### EXCERPT PROVIDED
United States District Court, D. Hawaii

July 3, 2018

RICHARD J. SANDOWSKI, Plaintiff,
v.
JOHN F. KELLY; DOUG ROLEFSON; GENOA LOPEZ; JOAN DE LA CRUZ; MARC MAYAKAWA; and STAN TADAKI, Defendants.

          ORDER (1) ADOPTING FINDINGS AND RECOMMENDATION THAT PLAINTIFF'S REQUEST FOR APPOINTMENT OF COUNSEL BE DENIED, AND (2) AFFIRMING ORDER DENYING PLAINTIFF'S MOTION FOR RECONSIDERATION

          Susan Oki Mollway United States District Judge

         I. INTRODUCTION.

         Before this court are Plaintiff Richard J. Sandowski's objections to Magistrate Judge Richard L. Puglisi's Findings and Recommendation to Deny Plaintiff's Request for Appointment of Counsel filed on May 25, 2018 (“F&R”) and his Order Denying Plaintiff's Motion for Reconsideration filed on June 15, 2018 (“Reconsideration Order”). See ECF Nos. 27, 32, and 36.

         Sandowski, proceeding pro se, filed a Request for Appointment of Counsel Under the Civil Rights Act of 1964, 42 U.S.C. § 2000e-5(f)(1)(B) (“Request”). ECF No. 26. The F&R recommended that this court deny the Request because Sandowski had not made a reasonably diligent effort to obtain counsel and did not provide sufficient information with respect to his financial resources and the merit of his claims. ECF No. 27, PageID #s 175-78.

         Having carefully considered the materials submitted by Sandowski, this court adopts the F&R, affirms the Reconsideration Order, and denies Sandowski's Request.

         II. BACKGROUND.

### YOUR TASKS
a - Transcribe the part of the court order from "JOHN F. KELLY;" to "32, and 36.".
b - According to the court order, on what date was the Reconsideration Order filed?

### INFORMATION SHOWN
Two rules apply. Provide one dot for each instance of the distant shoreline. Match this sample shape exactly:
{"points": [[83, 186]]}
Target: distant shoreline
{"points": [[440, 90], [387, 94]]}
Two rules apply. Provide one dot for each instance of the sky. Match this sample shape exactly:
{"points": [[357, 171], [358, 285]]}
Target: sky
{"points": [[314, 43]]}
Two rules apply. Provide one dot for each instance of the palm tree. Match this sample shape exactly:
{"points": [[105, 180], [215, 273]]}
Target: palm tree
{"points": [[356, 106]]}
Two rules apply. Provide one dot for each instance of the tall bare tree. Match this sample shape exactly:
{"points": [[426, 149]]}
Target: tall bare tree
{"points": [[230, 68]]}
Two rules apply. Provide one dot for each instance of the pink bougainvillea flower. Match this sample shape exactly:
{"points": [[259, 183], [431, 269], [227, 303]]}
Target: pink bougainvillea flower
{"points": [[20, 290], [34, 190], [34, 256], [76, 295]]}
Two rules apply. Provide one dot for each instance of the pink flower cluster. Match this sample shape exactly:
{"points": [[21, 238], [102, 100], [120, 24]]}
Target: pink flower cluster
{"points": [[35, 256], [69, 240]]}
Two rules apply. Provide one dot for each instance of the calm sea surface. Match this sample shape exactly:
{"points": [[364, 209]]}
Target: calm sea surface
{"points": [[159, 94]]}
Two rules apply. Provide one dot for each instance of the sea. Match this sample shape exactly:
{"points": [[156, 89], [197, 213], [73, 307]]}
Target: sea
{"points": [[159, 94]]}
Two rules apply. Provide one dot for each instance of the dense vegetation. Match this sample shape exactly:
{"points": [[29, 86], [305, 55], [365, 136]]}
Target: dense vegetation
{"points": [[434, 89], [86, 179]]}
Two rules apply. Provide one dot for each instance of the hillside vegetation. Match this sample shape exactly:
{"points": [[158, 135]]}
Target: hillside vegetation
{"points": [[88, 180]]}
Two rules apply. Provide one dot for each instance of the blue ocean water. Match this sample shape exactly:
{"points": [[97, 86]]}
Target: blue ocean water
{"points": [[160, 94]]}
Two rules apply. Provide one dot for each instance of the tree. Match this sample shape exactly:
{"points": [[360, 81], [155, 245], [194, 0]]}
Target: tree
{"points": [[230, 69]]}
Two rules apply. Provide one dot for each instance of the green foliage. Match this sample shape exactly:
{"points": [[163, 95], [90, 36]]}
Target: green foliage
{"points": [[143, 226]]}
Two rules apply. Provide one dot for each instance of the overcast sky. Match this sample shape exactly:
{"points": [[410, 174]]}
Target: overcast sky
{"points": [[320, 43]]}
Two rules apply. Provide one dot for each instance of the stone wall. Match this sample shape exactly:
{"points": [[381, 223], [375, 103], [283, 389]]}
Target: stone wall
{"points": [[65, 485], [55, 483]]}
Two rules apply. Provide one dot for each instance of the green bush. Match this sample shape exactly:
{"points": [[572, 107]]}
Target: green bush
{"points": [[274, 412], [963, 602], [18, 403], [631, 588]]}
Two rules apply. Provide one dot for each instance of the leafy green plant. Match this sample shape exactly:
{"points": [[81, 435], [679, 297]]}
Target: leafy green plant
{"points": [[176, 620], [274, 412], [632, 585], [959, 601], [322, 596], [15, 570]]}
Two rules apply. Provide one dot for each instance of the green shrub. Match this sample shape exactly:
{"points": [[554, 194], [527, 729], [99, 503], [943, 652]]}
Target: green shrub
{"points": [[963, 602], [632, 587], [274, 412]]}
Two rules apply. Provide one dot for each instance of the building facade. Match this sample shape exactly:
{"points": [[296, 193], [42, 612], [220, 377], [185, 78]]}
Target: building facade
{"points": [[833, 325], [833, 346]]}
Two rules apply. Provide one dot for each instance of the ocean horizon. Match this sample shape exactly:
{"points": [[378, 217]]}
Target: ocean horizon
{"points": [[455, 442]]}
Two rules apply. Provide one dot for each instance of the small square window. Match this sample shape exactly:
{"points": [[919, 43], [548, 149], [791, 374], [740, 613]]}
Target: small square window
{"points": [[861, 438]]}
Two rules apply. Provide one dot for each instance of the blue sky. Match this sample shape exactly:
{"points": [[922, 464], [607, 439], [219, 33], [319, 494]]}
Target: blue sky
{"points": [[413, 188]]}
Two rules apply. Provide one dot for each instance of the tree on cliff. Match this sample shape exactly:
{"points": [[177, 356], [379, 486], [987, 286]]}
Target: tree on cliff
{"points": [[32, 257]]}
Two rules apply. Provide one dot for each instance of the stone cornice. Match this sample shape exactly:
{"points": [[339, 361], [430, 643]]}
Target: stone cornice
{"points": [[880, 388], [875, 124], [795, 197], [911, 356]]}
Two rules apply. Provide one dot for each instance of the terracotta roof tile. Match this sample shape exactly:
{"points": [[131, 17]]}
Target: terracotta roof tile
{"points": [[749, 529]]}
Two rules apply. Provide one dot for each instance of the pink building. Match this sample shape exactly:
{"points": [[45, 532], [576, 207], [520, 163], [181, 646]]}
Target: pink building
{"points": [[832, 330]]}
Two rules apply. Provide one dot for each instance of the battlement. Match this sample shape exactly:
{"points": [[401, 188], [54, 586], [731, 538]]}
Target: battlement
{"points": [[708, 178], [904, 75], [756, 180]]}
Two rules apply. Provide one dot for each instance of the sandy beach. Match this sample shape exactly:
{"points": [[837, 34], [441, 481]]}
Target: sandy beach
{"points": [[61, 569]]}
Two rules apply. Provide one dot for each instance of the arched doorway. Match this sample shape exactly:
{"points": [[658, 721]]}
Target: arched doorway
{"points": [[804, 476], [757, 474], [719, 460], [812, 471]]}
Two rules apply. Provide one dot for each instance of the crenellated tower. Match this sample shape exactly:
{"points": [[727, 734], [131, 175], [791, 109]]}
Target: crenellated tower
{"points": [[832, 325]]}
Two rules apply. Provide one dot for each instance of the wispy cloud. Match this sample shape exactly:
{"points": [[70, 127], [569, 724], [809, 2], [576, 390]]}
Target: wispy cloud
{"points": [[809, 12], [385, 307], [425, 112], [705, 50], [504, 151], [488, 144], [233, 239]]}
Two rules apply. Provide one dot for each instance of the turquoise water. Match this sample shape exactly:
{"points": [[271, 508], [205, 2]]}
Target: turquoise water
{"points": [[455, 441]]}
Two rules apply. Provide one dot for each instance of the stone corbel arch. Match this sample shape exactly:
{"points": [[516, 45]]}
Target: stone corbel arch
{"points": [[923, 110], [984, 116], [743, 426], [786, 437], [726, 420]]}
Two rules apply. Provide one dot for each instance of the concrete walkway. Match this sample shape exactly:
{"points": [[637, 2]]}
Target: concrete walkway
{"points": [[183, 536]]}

### SOLUTIONS TO THE TASKS
a -
JOHN F. KELLY; DOUG ROLEFSON; GENOA LOPEZ; JOAN DE LA CRUZ; MARC MAYAKAWA; and STAN TADAKI, Defendants.

          ORDER (1) ADOPTING FINDINGS AND RECOMMENDATION THAT PLAINTIFF'S REQUEST FOR APPOINTMENT OF COUNSEL BE DENIED, AND (2) AFFIRMING ORDER DENYING PLAINTIFF'S MOTION FOR RECONSIDERATION

          Susan Oki Mollway United States District Judge

         I. INTRODUCTION.

         Before this court are Plaintiff Richard J. Sandowski's objections to Magistrate Judge Richard L. Puglisi's Findings and Recommendation to Deny Plaintiff's Request for Appointment of Counsel filed on May 25, 2018 (“F&R”) and his Order Denying Plaintiff's Motion for Reconsideration filed on June 15, 2018 (“Reconsideration Order”). See ECF Nos. 27, 32, and 36.

b - June 15, 2018.